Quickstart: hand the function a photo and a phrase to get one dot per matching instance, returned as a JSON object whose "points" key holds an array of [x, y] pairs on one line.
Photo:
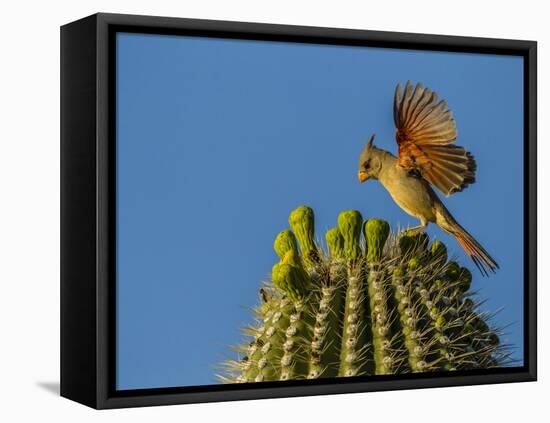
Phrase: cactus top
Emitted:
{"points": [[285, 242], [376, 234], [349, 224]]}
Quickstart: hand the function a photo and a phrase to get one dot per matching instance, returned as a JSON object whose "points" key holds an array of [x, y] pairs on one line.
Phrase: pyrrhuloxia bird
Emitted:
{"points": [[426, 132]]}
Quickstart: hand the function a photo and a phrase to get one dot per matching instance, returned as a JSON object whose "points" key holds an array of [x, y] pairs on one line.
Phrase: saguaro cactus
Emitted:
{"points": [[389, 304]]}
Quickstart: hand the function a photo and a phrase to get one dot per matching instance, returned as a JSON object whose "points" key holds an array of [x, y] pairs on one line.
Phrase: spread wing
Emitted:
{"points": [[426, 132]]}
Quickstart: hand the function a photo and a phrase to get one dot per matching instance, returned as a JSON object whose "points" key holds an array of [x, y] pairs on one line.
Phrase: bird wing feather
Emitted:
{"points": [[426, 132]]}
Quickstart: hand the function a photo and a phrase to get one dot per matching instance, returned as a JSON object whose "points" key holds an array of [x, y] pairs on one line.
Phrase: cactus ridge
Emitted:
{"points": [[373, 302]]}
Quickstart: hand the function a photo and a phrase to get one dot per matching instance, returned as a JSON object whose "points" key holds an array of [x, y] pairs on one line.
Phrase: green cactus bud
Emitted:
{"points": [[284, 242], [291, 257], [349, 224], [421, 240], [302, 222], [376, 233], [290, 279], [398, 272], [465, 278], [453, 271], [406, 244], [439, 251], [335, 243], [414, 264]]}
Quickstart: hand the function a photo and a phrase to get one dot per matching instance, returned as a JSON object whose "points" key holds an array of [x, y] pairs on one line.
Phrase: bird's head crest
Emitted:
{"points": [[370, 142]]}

* * *

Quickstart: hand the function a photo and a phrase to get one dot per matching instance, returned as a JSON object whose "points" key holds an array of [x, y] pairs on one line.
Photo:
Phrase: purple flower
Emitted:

Exercise goal
Copy out each line of the rows above that contains the string "cactus". Letter case matters.

Output below
Phrase: cactus top
Phrase: saguaro cactus
Phrase: cactus ridge
Phrase: green cactus bud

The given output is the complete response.